■ **Opdrachten**
1. Schrijf het tekstfragment over Maarten Loonen letterlijk over, vanaf "Ecoloog Loonen voor" tot en met "met eigen ogen.".
2. Sinds welk jaar komt Maarten Loonen volgens het tekstfragment elke zomer op Spitsbergen?

■ **Tekstfragment**
- - -

Ecoloog Loonen voor 35e zomer naar veranderend Spitsbergen
Voor het vijfendertigste jaar op rij brengt Maarten Loonen zijn zomer door op Spitsbergen. In juli leidt hij bovendien een nieuwe poolexpeditie met wetenschappers, journalisten, beleidsmakers en toeristen. “Mensen betrekken bij het gebied en het onderzoek is een groot privilege.’’
Door Marjolein te Winkel / Foto's Henk Veenstra
Maarten Loonen vertelt verhalen over klimaatverandering als de beste. De universitair hoofddocent Arctische Ecologie, verbonden aan het Arctisch Centrum van de Rijksuniversiteit Groningen, komt sinds 1988 elke zomer op Spitsbergen. Hij ziet de veranderingen met eigen ogen.

- - -

■ **Getoond materiaal**
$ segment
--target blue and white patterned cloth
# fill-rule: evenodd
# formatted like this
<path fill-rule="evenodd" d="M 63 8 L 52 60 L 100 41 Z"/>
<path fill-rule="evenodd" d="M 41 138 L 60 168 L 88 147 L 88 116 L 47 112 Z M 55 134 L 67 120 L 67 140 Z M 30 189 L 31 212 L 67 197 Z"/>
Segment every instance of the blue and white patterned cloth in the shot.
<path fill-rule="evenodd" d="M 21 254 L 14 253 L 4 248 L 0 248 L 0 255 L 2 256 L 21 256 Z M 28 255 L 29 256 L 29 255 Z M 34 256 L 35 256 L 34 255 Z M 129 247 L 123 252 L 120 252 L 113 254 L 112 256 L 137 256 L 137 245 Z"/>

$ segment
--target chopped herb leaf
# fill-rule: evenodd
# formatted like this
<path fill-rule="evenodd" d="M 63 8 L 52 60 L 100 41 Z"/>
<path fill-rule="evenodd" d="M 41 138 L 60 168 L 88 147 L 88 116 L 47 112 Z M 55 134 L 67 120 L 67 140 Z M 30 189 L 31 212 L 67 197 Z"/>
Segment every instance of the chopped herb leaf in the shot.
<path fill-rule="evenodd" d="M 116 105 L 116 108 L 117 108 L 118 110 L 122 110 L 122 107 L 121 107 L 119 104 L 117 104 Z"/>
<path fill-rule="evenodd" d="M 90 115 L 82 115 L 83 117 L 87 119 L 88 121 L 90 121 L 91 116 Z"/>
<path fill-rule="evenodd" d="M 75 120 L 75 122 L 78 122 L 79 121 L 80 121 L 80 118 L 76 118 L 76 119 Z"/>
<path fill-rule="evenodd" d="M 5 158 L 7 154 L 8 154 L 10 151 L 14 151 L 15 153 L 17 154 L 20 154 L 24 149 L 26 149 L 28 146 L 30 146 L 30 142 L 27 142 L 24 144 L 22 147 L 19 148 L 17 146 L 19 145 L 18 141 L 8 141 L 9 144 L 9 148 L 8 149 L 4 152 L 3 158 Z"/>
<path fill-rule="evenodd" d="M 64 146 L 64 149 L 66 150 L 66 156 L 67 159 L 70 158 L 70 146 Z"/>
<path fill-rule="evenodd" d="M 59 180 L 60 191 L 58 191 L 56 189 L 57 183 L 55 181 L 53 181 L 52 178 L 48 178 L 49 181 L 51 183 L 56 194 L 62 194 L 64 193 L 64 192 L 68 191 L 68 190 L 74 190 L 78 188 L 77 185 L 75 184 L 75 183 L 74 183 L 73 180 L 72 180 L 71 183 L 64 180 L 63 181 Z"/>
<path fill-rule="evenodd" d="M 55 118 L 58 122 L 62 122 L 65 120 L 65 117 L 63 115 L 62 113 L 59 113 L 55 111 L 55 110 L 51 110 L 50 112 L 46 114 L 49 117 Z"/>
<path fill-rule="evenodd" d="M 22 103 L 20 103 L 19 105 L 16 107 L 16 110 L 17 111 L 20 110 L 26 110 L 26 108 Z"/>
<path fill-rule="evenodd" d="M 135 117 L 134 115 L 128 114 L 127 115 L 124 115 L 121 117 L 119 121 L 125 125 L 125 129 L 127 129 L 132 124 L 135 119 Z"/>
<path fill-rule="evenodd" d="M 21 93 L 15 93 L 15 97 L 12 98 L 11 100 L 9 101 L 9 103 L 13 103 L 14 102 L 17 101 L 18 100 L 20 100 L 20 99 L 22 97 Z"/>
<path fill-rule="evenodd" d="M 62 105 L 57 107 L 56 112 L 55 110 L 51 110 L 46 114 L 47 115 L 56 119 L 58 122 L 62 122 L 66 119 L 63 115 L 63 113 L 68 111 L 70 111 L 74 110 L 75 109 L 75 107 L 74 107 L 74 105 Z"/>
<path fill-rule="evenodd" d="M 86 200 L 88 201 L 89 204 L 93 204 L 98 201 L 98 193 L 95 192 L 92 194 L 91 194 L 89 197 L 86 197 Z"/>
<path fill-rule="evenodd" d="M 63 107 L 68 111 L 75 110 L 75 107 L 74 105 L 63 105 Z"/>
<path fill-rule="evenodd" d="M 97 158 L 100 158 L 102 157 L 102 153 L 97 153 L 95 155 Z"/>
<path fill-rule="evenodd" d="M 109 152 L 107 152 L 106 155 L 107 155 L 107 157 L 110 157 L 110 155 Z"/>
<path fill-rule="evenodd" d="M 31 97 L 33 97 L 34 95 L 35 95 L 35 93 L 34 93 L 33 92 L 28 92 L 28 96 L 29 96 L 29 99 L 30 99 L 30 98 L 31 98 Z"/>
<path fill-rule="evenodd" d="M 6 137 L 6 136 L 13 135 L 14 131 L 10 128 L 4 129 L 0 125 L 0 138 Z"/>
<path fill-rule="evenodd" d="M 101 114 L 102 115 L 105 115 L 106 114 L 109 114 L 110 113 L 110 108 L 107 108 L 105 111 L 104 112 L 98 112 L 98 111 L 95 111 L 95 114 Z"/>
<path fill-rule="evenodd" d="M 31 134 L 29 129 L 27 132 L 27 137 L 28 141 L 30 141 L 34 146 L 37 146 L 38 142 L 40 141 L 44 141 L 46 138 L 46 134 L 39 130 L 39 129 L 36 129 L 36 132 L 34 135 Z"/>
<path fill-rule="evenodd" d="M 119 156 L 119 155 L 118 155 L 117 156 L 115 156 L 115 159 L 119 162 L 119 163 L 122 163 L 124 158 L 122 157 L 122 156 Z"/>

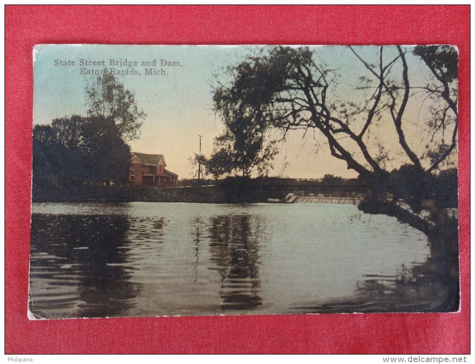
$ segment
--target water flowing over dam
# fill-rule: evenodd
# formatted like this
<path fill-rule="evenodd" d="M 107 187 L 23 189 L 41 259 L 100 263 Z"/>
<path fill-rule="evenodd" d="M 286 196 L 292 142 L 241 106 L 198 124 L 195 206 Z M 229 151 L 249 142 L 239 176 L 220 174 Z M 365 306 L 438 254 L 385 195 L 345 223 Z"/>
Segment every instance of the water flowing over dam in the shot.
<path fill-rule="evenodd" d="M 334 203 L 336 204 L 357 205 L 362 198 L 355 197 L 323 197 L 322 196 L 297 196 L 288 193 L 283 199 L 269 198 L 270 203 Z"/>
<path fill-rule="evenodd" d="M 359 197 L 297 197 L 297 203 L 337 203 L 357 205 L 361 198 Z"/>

- - -

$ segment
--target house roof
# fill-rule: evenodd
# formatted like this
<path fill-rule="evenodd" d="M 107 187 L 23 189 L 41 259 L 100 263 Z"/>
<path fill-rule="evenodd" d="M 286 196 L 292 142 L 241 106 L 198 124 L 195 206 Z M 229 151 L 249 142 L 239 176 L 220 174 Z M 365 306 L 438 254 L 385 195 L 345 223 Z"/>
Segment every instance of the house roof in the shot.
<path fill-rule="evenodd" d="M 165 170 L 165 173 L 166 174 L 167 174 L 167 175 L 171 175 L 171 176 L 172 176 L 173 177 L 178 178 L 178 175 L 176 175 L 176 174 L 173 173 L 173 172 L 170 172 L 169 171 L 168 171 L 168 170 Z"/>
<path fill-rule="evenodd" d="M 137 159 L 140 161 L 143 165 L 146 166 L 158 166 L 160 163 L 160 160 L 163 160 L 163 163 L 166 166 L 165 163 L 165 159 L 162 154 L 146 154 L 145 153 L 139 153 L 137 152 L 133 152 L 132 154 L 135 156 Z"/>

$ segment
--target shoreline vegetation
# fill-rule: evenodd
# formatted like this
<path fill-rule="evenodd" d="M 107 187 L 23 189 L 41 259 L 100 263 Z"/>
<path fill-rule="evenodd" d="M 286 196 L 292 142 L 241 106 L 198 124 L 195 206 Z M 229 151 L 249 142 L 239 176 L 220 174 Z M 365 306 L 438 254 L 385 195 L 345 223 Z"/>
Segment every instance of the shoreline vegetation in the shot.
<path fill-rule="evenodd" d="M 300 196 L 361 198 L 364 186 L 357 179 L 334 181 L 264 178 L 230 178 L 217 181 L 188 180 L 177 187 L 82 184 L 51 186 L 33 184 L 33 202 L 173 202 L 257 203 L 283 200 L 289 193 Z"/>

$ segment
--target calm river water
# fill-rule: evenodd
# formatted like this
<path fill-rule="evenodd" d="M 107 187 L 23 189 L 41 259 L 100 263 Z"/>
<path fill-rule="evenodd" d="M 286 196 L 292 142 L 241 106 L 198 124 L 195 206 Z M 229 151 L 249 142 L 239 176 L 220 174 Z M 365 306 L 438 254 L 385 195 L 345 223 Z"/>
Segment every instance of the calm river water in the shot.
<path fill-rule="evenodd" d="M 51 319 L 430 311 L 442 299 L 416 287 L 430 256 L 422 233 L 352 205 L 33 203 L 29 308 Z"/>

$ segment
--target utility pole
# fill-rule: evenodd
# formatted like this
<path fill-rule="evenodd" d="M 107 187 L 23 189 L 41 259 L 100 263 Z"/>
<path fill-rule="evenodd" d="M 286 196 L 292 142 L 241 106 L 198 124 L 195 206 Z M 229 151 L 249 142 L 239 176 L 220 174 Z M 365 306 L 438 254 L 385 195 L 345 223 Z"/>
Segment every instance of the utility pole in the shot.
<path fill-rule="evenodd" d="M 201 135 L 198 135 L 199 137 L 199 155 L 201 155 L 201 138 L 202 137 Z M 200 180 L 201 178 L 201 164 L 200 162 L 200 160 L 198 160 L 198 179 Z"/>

- - -

■ **Verwachte uitvoer**
1.
Ecoloog Loonen voor 35e zomer naar veranderend Spitsbergen
Voor het vijfendertigste jaar op rij brengt Maarten Loonen zijn zomer door op Spitsbergen. In juli leidt hij bovendien een nieuwe poolexpeditie met wetenschappers, journalisten, beleidsmakers en toeristen. “Mensen betrekken bij het gebied en het onderzoek is een groot privilege.’’
Door Marjolein te Winkel / Foto's Henk Veenstra
Maarten Loonen vertelt verhalen over klimaatverandering als de beste. De universitair hoofddocent Arctische Ecologie, verbonden aan het Arctisch Centrum van de Rijksuniversiteit Groningen, komt sinds 1988 elke zomer op Spitsbergen. Hij ziet de veranderingen met eigen ogen.

2. Sinds 1988.